» **ABOUT THIS EXERCISE**
The answer must be only the lines below from the one holding "of the woven" down to the one holding "of the man's", ends included, printed exactly; please omit all pictures.

» **Items listed in a dataset**
== Segment start ==

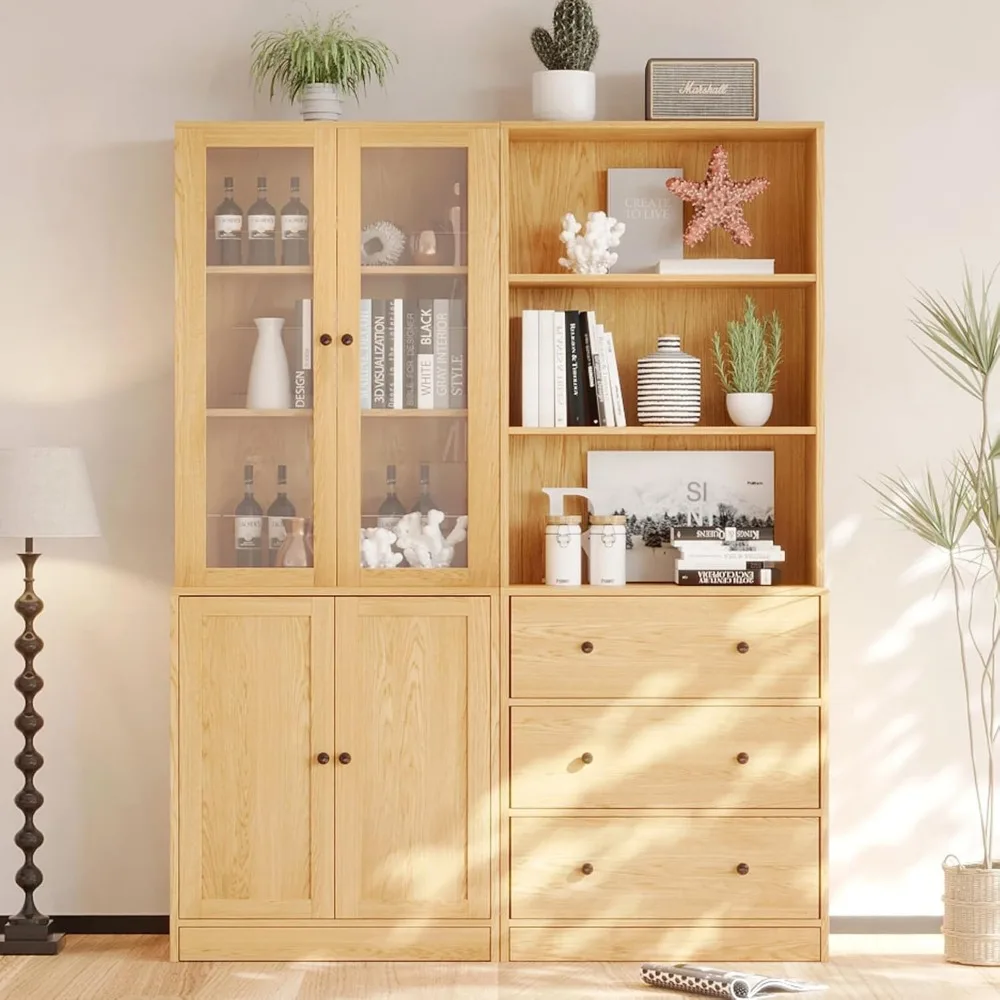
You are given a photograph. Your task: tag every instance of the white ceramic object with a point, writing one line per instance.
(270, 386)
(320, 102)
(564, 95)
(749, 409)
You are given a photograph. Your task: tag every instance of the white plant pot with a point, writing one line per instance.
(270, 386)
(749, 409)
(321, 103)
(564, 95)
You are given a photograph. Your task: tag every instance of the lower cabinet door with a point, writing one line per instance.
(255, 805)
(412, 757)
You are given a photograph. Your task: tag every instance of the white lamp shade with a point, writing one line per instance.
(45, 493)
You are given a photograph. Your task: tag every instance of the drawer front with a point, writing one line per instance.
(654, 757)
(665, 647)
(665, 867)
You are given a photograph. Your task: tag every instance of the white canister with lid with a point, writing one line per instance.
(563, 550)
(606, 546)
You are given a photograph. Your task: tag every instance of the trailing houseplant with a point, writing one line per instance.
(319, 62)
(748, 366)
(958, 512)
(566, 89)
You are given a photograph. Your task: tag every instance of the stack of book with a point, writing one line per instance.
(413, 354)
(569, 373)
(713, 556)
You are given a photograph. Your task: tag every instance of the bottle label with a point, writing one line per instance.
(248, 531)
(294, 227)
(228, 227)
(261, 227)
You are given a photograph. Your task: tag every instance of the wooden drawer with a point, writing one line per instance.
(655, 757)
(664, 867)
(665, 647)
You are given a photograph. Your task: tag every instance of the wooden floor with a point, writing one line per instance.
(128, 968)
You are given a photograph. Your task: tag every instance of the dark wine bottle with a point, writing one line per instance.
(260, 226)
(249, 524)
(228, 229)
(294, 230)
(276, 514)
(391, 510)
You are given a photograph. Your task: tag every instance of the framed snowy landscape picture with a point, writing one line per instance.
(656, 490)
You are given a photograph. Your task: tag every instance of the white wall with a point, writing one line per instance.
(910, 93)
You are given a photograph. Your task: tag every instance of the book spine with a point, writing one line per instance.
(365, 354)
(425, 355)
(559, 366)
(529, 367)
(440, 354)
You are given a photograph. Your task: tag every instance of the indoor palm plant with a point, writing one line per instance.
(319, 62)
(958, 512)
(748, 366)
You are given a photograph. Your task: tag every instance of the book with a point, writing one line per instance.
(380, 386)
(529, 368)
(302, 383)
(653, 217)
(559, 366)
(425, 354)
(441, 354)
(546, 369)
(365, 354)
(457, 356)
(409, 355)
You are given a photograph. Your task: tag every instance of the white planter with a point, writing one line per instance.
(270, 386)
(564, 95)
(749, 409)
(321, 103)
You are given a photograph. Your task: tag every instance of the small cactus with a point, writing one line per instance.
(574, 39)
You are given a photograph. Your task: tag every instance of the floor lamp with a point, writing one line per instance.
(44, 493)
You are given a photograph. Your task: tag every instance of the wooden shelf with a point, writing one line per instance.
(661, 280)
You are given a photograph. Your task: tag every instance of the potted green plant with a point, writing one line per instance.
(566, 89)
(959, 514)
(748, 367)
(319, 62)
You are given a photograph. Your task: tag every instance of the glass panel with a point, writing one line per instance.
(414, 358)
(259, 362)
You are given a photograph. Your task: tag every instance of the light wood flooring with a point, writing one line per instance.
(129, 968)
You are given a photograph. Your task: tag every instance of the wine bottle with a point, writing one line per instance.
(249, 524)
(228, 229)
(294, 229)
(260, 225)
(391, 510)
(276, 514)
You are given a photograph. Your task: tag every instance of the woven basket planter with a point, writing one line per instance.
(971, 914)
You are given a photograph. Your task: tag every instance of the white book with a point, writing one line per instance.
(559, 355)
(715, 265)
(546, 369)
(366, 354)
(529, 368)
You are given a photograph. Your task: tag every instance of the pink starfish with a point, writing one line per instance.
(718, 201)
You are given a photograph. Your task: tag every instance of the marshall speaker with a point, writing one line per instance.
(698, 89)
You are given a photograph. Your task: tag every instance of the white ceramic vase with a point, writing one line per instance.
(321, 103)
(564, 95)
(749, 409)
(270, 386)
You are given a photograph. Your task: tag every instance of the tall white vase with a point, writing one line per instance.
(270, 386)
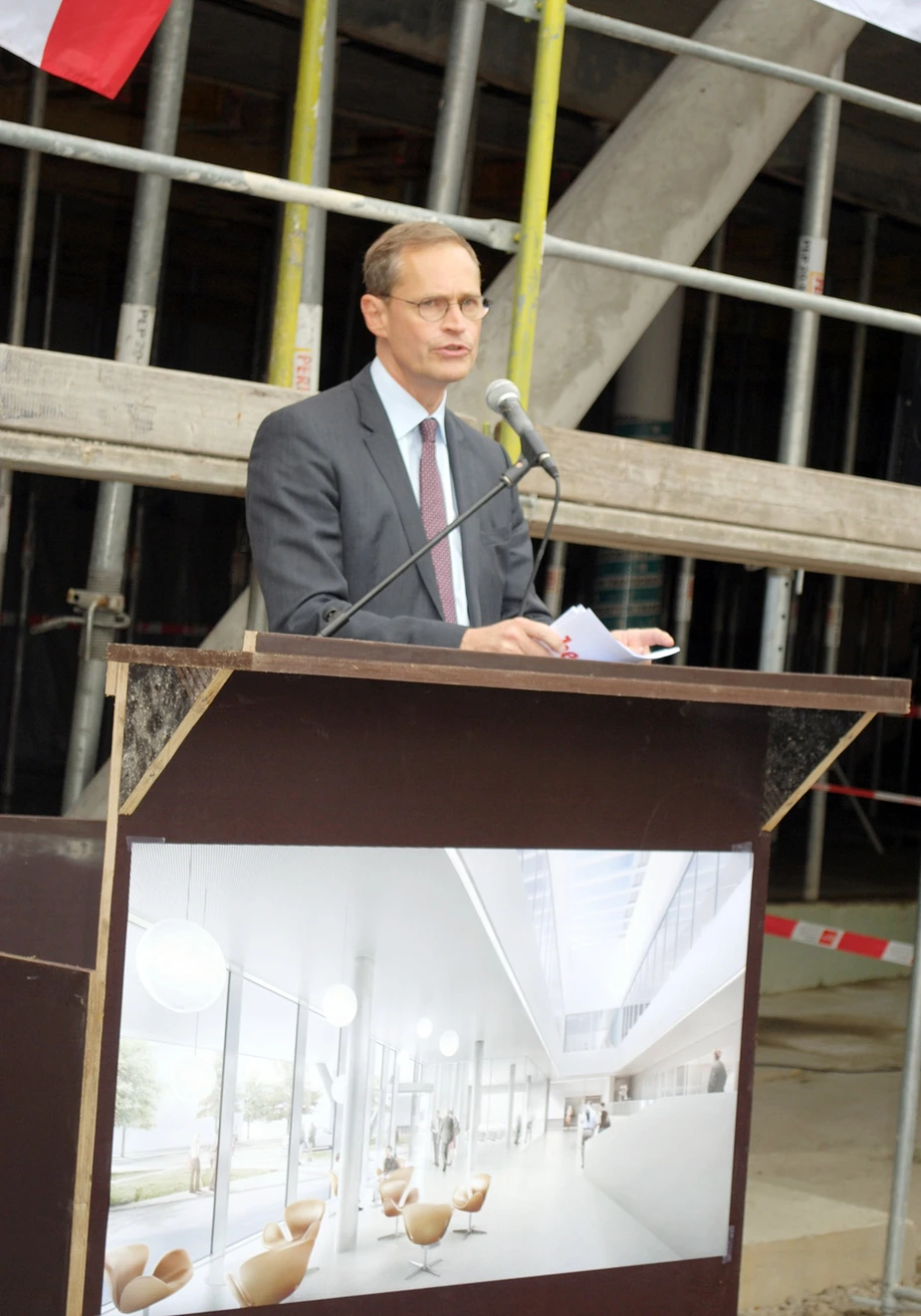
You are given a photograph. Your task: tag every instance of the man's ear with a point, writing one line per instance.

== Segment end ==
== Segment start ==

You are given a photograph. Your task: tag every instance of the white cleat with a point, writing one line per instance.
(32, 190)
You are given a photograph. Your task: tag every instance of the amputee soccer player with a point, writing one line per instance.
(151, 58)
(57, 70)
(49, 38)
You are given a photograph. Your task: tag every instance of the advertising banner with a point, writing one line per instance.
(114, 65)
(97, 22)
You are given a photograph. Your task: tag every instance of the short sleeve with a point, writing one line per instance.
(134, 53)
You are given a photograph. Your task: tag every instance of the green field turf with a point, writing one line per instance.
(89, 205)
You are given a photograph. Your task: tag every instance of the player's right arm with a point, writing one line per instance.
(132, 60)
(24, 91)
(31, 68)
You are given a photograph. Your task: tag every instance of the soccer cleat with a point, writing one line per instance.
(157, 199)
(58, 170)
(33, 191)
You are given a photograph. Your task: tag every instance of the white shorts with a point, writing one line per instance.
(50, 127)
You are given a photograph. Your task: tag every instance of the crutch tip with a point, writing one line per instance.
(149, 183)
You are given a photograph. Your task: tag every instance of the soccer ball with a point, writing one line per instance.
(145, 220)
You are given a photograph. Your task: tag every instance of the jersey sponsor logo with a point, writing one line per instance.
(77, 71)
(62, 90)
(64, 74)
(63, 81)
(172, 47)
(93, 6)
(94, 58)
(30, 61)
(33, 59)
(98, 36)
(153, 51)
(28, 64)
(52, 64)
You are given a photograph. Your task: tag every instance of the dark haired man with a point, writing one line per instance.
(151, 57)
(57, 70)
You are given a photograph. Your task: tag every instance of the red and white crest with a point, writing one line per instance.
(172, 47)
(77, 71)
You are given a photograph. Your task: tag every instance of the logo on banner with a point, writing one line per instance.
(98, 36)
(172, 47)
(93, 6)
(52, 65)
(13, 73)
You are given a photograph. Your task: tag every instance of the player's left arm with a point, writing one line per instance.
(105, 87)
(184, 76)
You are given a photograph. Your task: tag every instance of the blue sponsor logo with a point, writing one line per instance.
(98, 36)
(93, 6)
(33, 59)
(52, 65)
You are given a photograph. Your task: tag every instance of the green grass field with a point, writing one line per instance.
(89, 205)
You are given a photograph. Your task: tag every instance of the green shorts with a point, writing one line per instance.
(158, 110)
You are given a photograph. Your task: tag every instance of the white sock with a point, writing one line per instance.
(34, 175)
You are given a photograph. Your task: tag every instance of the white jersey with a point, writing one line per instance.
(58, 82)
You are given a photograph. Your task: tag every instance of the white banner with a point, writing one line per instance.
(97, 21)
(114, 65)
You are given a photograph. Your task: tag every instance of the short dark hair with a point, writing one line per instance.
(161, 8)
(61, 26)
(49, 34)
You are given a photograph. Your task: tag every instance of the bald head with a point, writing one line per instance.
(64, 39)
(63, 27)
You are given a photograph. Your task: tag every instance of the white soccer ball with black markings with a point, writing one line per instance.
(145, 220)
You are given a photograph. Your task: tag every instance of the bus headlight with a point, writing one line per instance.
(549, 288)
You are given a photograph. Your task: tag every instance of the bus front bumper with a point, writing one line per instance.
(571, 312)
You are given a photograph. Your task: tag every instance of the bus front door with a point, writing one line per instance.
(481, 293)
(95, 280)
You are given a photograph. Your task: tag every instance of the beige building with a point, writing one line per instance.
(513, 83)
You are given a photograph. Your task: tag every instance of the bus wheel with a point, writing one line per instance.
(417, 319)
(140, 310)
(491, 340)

== Segment end ==
== Segment start ==

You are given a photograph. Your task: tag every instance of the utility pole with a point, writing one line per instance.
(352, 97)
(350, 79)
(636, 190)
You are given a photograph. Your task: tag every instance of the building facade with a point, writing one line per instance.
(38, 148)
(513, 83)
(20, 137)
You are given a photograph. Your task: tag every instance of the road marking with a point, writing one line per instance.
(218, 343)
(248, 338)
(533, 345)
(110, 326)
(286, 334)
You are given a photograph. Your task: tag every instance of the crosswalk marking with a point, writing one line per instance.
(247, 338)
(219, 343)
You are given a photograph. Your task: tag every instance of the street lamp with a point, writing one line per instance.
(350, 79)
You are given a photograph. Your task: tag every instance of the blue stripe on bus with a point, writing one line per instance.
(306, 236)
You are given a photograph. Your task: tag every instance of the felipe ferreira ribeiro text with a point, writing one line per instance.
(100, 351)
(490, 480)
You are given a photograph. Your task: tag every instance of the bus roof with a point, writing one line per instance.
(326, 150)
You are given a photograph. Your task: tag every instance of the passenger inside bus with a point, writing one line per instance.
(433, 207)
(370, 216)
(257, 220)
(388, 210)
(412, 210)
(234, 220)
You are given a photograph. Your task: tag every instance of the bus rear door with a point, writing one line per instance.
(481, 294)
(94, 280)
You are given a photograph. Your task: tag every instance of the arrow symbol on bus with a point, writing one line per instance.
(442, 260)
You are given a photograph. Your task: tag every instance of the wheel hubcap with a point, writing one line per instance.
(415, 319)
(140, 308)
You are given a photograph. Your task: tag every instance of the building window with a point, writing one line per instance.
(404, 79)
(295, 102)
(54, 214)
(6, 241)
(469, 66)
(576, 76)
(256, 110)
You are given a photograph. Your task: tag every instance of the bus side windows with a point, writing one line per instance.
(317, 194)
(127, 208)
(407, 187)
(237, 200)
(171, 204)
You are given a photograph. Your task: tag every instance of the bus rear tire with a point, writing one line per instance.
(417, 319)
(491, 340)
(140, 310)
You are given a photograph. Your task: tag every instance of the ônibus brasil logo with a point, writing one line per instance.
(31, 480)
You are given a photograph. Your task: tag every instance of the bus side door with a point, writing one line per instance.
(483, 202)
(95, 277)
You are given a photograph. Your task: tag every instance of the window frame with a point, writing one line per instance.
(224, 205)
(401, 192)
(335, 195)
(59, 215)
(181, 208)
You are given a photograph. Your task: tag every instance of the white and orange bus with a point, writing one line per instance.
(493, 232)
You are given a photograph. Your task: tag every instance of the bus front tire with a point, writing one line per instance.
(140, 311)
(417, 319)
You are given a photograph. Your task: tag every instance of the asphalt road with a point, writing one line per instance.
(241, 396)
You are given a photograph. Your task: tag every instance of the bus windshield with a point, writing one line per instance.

== Segment end ==

» **REPLY**
You are given a photograph. Your task: tag every instance of the woven basket planter with a point, writing one line per instance.
(971, 914)
You are given a photograph. Your task: tag every instance of the white book with a point, writing one line per instance.
(559, 355)
(715, 265)
(546, 369)
(366, 354)
(529, 368)
You are given a photograph. Your task: tag every instance of the pink starfish with a point, writing one line per instance.
(718, 201)
You are given a photograph. Your task: tag every instance of the marshall speaker with a point, writing one line per instance.
(698, 89)
You are given a photograph. Your task: tag every instance of the white ceramic vase with a point, writing one line per instance.
(321, 103)
(564, 95)
(749, 409)
(270, 386)
You are given a photograph. Your task: tag every instance of the tall white vase with a point, writing one line per instance.
(270, 386)
You are given a photograph. Your task: tag every instance of the man's ear with a point, writing one line per instance.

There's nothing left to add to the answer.